▸ To do:
Repeat the listing below in full, keeping every character as it is.

▸ Extracted material:
☆ ☆ ☆ ☆
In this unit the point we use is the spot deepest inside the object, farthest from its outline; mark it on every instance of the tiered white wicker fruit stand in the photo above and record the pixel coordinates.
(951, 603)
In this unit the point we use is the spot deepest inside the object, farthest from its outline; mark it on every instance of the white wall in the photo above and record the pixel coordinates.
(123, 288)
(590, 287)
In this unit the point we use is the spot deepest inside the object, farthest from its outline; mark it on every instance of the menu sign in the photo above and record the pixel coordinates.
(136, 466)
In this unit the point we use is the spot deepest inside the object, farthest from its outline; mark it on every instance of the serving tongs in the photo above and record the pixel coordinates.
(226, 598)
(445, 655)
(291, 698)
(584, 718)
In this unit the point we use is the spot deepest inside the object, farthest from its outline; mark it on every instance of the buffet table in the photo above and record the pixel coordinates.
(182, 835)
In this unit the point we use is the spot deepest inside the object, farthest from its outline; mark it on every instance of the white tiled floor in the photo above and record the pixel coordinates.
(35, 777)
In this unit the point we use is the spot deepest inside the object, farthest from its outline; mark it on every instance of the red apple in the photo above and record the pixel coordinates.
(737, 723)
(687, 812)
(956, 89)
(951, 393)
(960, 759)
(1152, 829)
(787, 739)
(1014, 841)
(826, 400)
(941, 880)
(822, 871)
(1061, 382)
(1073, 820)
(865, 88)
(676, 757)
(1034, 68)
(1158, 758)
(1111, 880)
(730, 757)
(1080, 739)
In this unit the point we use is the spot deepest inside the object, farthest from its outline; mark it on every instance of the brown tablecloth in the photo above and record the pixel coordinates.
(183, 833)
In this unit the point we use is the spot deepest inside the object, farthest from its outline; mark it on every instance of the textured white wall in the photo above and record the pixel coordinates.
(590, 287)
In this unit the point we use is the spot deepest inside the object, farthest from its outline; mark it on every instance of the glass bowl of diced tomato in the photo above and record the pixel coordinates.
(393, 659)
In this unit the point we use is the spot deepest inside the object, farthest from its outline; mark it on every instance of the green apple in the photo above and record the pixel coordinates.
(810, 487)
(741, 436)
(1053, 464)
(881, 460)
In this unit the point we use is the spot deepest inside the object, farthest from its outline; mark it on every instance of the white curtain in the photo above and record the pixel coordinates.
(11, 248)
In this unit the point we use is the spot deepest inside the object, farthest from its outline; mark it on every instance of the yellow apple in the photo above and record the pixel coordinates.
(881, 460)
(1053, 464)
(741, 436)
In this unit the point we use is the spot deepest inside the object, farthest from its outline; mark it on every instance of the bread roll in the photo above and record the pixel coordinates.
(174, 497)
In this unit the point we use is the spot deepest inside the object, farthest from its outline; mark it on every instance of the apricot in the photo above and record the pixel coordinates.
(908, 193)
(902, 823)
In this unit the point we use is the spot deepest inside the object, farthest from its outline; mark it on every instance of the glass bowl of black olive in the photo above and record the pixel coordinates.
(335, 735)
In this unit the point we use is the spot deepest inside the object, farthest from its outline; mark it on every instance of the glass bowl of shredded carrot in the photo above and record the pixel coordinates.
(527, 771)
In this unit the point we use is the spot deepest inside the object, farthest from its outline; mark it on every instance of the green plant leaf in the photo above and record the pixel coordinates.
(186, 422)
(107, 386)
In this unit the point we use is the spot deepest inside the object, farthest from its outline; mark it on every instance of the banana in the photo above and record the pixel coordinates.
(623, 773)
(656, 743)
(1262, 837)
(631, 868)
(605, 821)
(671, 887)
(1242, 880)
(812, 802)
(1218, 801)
☆ ☆ ☆ ☆
▸ Response area:
In this unit the point we use is the spot deepest inside the object, farthest from its outline; mark it on every instance of the tiered white wicker fruit stand in the photo above and record the pixel coordinates.
(951, 603)
In this unit the point we use is the spot deepest inside the object, farthest from its outline; mark it on every instance of the white wall in the photo above and record the pixel coordinates.
(123, 288)
(590, 287)
In this unit the point we use is the spot deepest inside the object, farthest from its outline; mark it on every instance of the menu sign in the photo above and record the pixel coordinates.
(136, 466)
In this unit the point we use is the spot deepest inside the object, farthest from its outline; mark it on every instance of the serving tongs in the photo above and record the pixel coordinates.
(226, 598)
(445, 655)
(291, 698)
(584, 718)
In this unit the point we use is the spot deepest inside the object, farthest from its outline; mark it on every instance of the buffet table in the photo above and record the pixel coordinates.
(182, 835)
In this unit the point we use is the spot deepest inside the object, farthest from its outline; mark it on every instance of the white tiled floor in the photo above and record the pixel coordinates.
(35, 777)
In this unit the point we use is the spot deepest inside the object, farthest from its outline; mark it on every instance of the red apple in the photo above and record the pixel coordinates.
(737, 723)
(687, 812)
(956, 89)
(951, 393)
(960, 759)
(1152, 829)
(787, 739)
(1014, 841)
(826, 400)
(941, 880)
(822, 871)
(1061, 382)
(1073, 820)
(865, 88)
(676, 757)
(1034, 68)
(1158, 758)
(1111, 880)
(730, 757)
(1080, 739)
In this unit the point we use is the spot deepest inside the object, farthest from its outline; mark it on every instance of the brown tablecloth in the photo above and record the pixel coordinates.
(183, 833)
In this unit the point we use is the spot deepest inside the object, farthest from its outline; mark it on every instance of the textured white wall in the photo above and record the pixel coordinates.
(590, 287)
In this unit the point we use is the spot deepest inside the object, farthest from its outline; mark it on every instance of the glass bowl of diced tomato in the photo above and record the pixel coordinates.
(393, 659)
In this unit the point we use is the spot deepest inside the object, farthest from its outline; mark it on every instance of the green apple in the photo above and record the pixel coordinates.
(810, 487)
(741, 436)
(1053, 464)
(881, 460)
In this unit the point we use is the spot deepest inside the object, farthest from its outline; mark it on every instance of the white curtain in the photo above and record the pixel coordinates.
(11, 248)
In this unit the point we use is the spot deepest inside the object, farthest from its outline; mark it on every instance of the yellow apple in the photo above and record the pixel coordinates.
(881, 460)
(1053, 464)
(741, 436)
In this unit the point we use is the spot deepest inside the object, farthest from its outline; mark it on every instance of the bread roll in the photo above and record the pixel coordinates.
(174, 497)
In this unit the point we use is the spot deepest inside the object, farthest from its outline; mark it on every instance of the apricot in the photo above and record the pixel coordinates.
(908, 193)
(902, 823)
In this unit the point we use is the spot deepest inside the object, farthest from its outline; mark it on every instance of the glass bowl of black olive in the photo above and record the pixel coordinates.
(335, 735)
In this unit the point we use is the spot deepest inside the object, farthest from its outline; mark it on every instance of the glass bowl of shredded carrot in the photo above and record the pixel coordinates.
(527, 771)
In this unit the point we use is the spot deepest inside the object, farthest from its outline; mark it on every instance of the green plant leaf in the photo above and record the pixel coordinates.
(186, 422)
(107, 386)
In this unit the point we use is the spot deepest inside the object, farthest from its outline; mark it on every instance of the banana in the photo above and record the pixel coordinates.
(623, 773)
(656, 743)
(1262, 837)
(631, 868)
(605, 821)
(671, 887)
(1242, 880)
(812, 802)
(1218, 801)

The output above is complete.